(EXERCISE OBJECTIVE) Without any of the pictures, transcribe all the lines below exactly.

Stored data
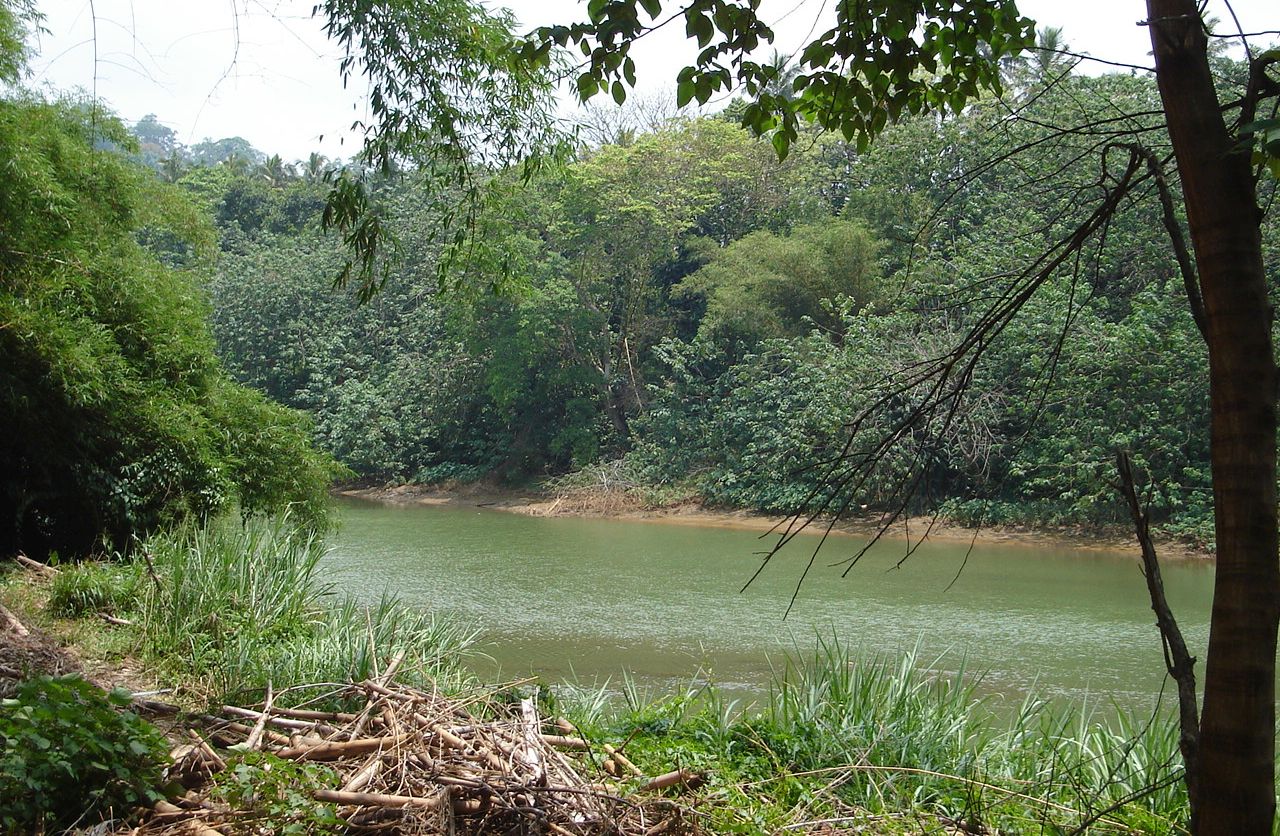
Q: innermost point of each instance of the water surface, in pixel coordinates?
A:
(595, 599)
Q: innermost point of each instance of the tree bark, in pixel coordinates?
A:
(1237, 786)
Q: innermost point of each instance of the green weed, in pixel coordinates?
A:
(71, 754)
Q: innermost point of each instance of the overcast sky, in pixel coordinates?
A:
(264, 71)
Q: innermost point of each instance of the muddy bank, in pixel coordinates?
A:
(620, 506)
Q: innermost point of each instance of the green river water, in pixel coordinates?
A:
(593, 601)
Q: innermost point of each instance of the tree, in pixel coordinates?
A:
(885, 59)
(920, 55)
(118, 418)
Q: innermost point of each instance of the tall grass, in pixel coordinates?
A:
(243, 606)
(228, 580)
(892, 739)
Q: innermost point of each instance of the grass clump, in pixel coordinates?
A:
(86, 589)
(881, 744)
(243, 606)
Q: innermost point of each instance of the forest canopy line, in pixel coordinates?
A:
(118, 418)
(714, 318)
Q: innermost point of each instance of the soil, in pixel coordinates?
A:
(55, 648)
(622, 506)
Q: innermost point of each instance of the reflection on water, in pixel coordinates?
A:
(589, 599)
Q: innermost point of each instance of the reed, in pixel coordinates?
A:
(243, 606)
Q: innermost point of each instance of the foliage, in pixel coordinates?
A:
(457, 120)
(690, 304)
(242, 604)
(274, 795)
(880, 62)
(87, 589)
(848, 736)
(73, 754)
(767, 286)
(119, 418)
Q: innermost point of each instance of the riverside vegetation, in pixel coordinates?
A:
(677, 307)
(872, 741)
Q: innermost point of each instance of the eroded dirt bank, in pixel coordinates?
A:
(609, 505)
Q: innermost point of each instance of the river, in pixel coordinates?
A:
(594, 601)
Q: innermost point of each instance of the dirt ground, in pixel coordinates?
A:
(690, 512)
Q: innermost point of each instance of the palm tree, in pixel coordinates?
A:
(173, 167)
(315, 168)
(237, 164)
(784, 76)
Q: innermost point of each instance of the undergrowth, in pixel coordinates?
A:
(880, 743)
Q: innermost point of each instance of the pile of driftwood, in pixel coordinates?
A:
(414, 761)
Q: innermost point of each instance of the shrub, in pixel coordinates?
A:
(72, 753)
(92, 588)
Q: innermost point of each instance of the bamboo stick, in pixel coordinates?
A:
(378, 799)
(283, 722)
(366, 773)
(297, 713)
(36, 566)
(680, 777)
(12, 620)
(621, 759)
(343, 748)
(255, 738)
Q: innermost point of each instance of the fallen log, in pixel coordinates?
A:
(378, 799)
(565, 743)
(680, 777)
(12, 621)
(36, 566)
(344, 748)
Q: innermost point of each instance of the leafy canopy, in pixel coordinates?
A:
(882, 59)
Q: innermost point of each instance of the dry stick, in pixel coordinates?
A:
(12, 620)
(1178, 661)
(624, 761)
(213, 757)
(223, 723)
(343, 748)
(680, 777)
(36, 566)
(366, 773)
(533, 752)
(255, 738)
(283, 722)
(391, 668)
(378, 799)
(297, 713)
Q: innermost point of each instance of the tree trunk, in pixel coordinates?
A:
(1238, 723)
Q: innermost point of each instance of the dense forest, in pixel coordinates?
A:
(965, 295)
(677, 311)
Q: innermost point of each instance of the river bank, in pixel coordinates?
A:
(691, 512)
(887, 743)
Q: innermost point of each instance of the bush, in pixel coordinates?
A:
(72, 754)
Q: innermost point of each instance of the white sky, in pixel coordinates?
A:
(264, 71)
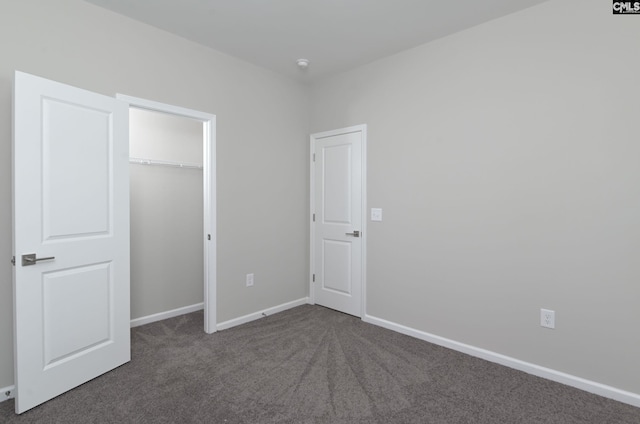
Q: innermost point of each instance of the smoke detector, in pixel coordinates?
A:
(302, 63)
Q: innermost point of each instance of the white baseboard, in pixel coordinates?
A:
(167, 314)
(7, 393)
(550, 374)
(261, 314)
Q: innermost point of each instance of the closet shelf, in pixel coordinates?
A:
(140, 161)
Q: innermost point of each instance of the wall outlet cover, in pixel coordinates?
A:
(376, 214)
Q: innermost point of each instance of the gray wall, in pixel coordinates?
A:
(167, 265)
(505, 158)
(262, 123)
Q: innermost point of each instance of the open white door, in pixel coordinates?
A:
(337, 228)
(70, 237)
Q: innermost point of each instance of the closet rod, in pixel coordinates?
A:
(140, 161)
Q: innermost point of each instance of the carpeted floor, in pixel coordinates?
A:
(312, 365)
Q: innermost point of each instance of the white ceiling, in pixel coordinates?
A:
(335, 35)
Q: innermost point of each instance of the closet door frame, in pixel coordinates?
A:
(209, 194)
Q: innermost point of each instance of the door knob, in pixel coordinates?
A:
(30, 259)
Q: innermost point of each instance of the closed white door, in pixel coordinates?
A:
(71, 237)
(338, 224)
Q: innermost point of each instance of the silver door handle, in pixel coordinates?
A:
(30, 259)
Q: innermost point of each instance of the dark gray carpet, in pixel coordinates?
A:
(312, 365)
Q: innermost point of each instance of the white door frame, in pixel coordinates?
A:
(316, 136)
(209, 195)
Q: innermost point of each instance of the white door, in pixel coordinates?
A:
(71, 214)
(337, 233)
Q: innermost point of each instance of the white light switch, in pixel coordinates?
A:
(376, 214)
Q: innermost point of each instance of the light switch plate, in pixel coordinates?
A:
(376, 214)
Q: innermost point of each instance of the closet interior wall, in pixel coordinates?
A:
(167, 268)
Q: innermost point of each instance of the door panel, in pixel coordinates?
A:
(75, 201)
(338, 204)
(336, 266)
(71, 208)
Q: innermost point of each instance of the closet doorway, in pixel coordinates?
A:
(173, 204)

(ANSWER FOR THIS EXERCISE)
Q: innermost point of each instance of the water surface, in pixel coordinates?
A:
(595, 599)
Q: innermost point of each instance of the tree bark, in pixel coordinates?
A:
(1237, 786)
Q: innermost point of each instance of the green weed, in pixel coordinates?
A:
(71, 754)
Q: innermost point of each instance of the overcast sky, in pixel coordinates?
A:
(264, 71)
Q: innermost point of each instance of the muddy bank, in pixel coordinates?
A:
(620, 506)
Q: innermost point of each instance of the green river water, in pixel coordinates?
A:
(593, 601)
Q: innermost point of each instance of the tree, in pixel coordinates?
A:
(885, 59)
(920, 55)
(118, 418)
Q: innermost point of each instance of the tall grass, in pixel coordinates?
A:
(243, 606)
(228, 580)
(892, 739)
Q: innermost point of each instance of the grass clump, in pixel coordinates?
A:
(86, 589)
(881, 744)
(243, 606)
Q: innermost point of each instance of the forest canopy line, in pixel coordinates?
A:
(118, 418)
(714, 318)
Q: innermost point of each instance of the soil, in pixel coordinates?
A:
(55, 648)
(622, 506)
Q: innermost point of each instance of the reflection on water, in pixel coordinates?
A:
(589, 599)
Q: innermost point of each instance of the reed, in pixel coordinates?
A:
(243, 606)
Q: innermost point of each instance of the foliage, in pixel coordinates?
A:
(457, 120)
(690, 304)
(242, 604)
(274, 795)
(880, 62)
(87, 589)
(848, 736)
(73, 754)
(767, 286)
(119, 418)
Q: innermost point of each instance of the riverside vegetation, in pixel coordinates?
A:
(677, 307)
(872, 741)
Q: innermost point of each instance of the eroded dirt bank, in pixel coordinates?
A:
(609, 505)
Q: innermost point of each instance of the river, in pixel coordinates?
A:
(594, 601)
Q: innermost point of each instance of the dirt ground, in pixel coordinates?
A:
(690, 512)
Q: innermost point of each instance of the palm tree, in pixel coordinates?
A:
(173, 167)
(315, 168)
(237, 164)
(784, 76)
Q: innermost point of each instance of the undergrowth, in pixel coordinates?
A:
(880, 743)
Q: innermost point of each instance of the pile of driftwood, in pixel coordinates?
A:
(414, 761)
Q: innermost point of each instance of the shrub, in pixel coordinates?
A:
(72, 753)
(92, 588)
Q: innermost point of each instance of the bamboo stick, in pixel coordinates?
A:
(378, 799)
(283, 722)
(366, 773)
(297, 713)
(36, 566)
(680, 777)
(12, 620)
(621, 759)
(343, 748)
(255, 738)
Q: innermost point of each instance of the fallen log, in pixel coordinates?
A:
(378, 799)
(565, 743)
(680, 777)
(12, 621)
(36, 566)
(344, 748)
Q: innermost point of each instance of the leafy canopy, in pixel coordinates?
A:
(882, 59)
Q: innermost point of each instance of the dry stick, in pixel coordinates?
A:
(12, 620)
(1178, 661)
(624, 761)
(213, 757)
(223, 723)
(343, 748)
(680, 777)
(36, 566)
(366, 773)
(533, 752)
(255, 738)
(283, 722)
(391, 668)
(378, 799)
(297, 713)
Q: innermost point of each instance of the tree trunk, in pixel coordinates?
A:
(1238, 723)
Q: innermost point of each instance of the dense forest, in pixel coordinates?
A:
(965, 295)
(677, 311)
Q: innermost point of each instance of the river bank, in pixel coordinates?
A:
(691, 512)
(887, 743)
Q: innermost point of each instance of the bush, in pixel coordinates?
A:
(72, 754)
Q: innermost point of each instance of the white sky, in pixel coordinates?
A:
(264, 71)
Q: innermost point of each instance of the smoke detector, in pixel coordinates?
A:
(302, 63)
Q: innermost point of each instance of the white baseboard, in pixel coordinates?
A:
(167, 314)
(7, 393)
(550, 374)
(261, 314)
Q: innermost point of each instance of the closet shelf, in pixel coordinates?
A:
(140, 161)
Q: innermost point of each instance of the wall outlet cover, in pixel coordinates?
A:
(376, 214)
Q: innermost point of each instance of the gray wall, in pixel coordinates?
A:
(167, 265)
(505, 158)
(262, 123)
Q: innermost point of each instance of the open white door, in pixel coordinates?
A:
(337, 228)
(70, 237)
Q: innermost point of each instance of the closet rod, in pixel coordinates?
A:
(140, 161)
Q: innermost point of each instance of the carpeted floor, in pixel coordinates?
A:
(312, 365)
Q: innermost point of each instance of the white ceiling, in pixel coordinates?
A:
(335, 35)
Q: innermost point of each instance of the closet door frame, in pixel coordinates?
A:
(209, 194)
Q: innermost point of each instance of the door knob, in pixel coordinates?
A:
(30, 259)
Q: innermost point of each instance of the closed white door, in pixel coordinates?
A:
(71, 237)
(338, 224)
Q: innermost point of each instance of the silver door handle, in pixel coordinates?
A:
(30, 259)
Q: innermost point of each instance of the dark gray carpet, in pixel coordinates?
A:
(312, 365)
Q: innermost point of each instance of the white door frame, in pixel coordinates?
A:
(316, 136)
(209, 195)
Q: innermost point of each instance of the white door, in pixel coordinates?
A:
(71, 214)
(337, 233)
Q: innermost point of each instance of the white light switch, in pixel coordinates?
A:
(376, 214)
Q: innermost point of each instance of the light switch plate, in pixel coordinates?
A:
(376, 214)
Q: innermost point of each instance of the closet interior wall, in pixel coordinates?
A:
(167, 268)
Q: innermost point of each instance of the door panel, in pixel coordinates?
A:
(75, 201)
(338, 204)
(336, 266)
(71, 208)
Q: innermost point of each instance of the closet doorway, in pixel coordinates?
A:
(173, 204)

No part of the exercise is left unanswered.